◆ Exercise requirements:
How many lines in the entries below contain the string "instance", counting only matches with the same capitalization? Reply with the number alone.

◆ Raw data:
§
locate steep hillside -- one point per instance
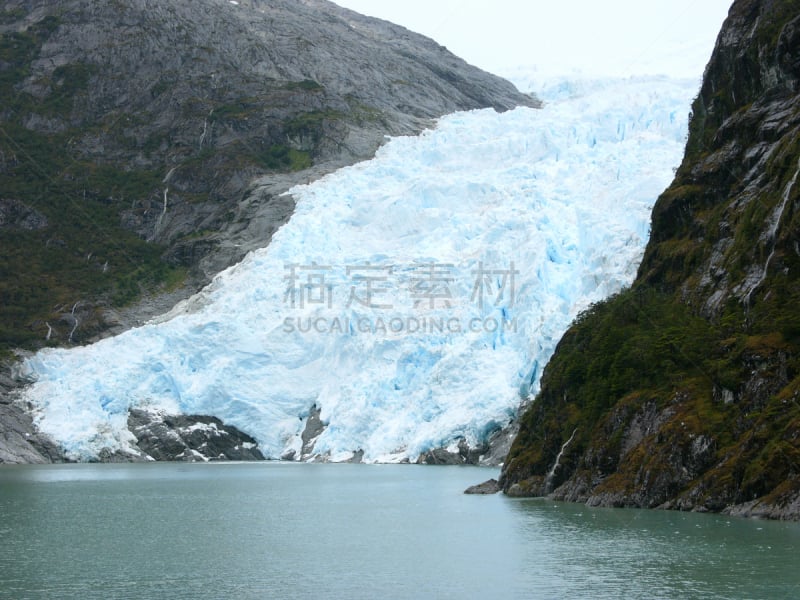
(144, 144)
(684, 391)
§
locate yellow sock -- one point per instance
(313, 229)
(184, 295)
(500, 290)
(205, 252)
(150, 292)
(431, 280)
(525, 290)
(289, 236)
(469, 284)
§
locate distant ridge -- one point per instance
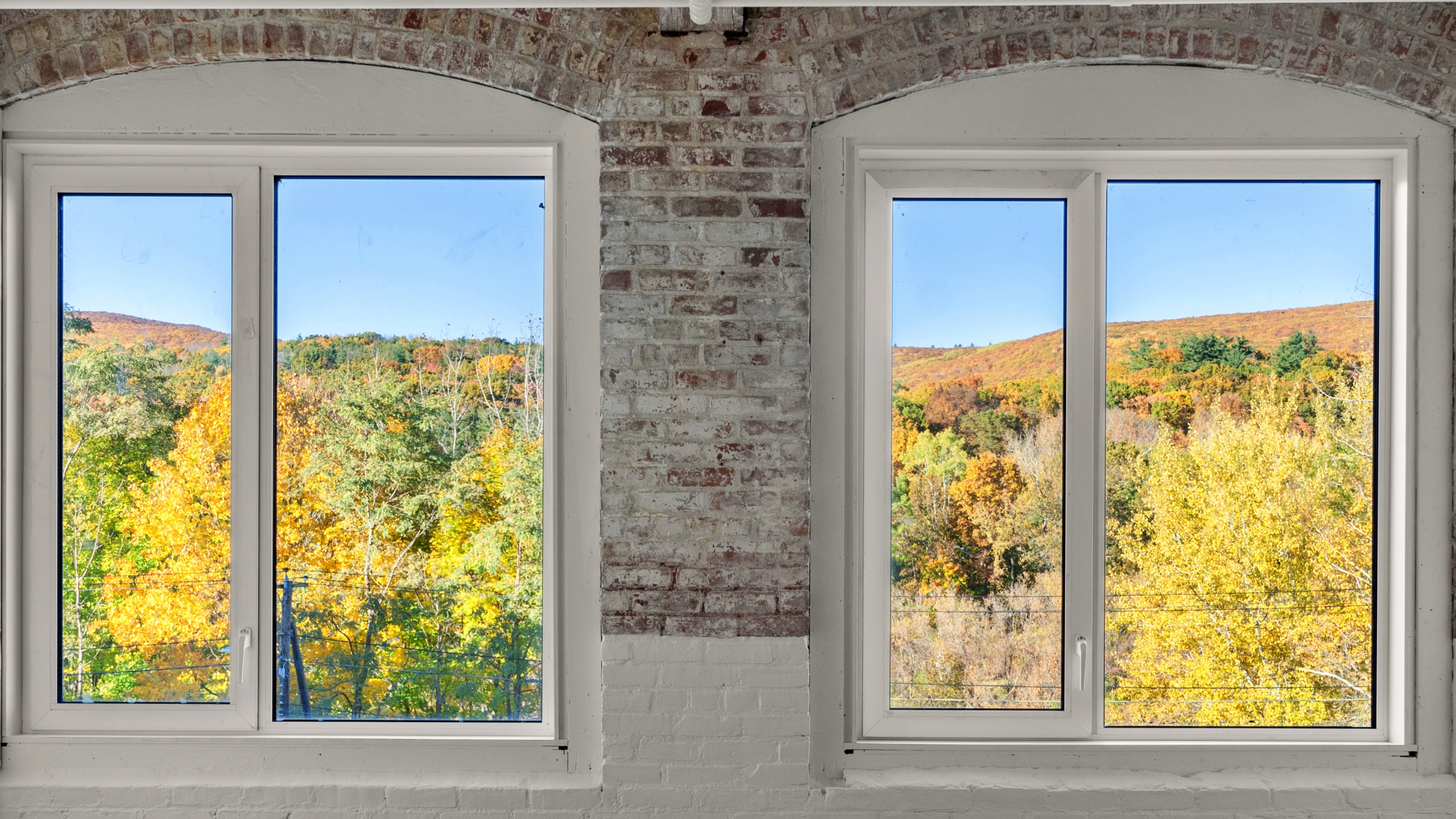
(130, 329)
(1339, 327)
§
◆ Solution to the problem:
3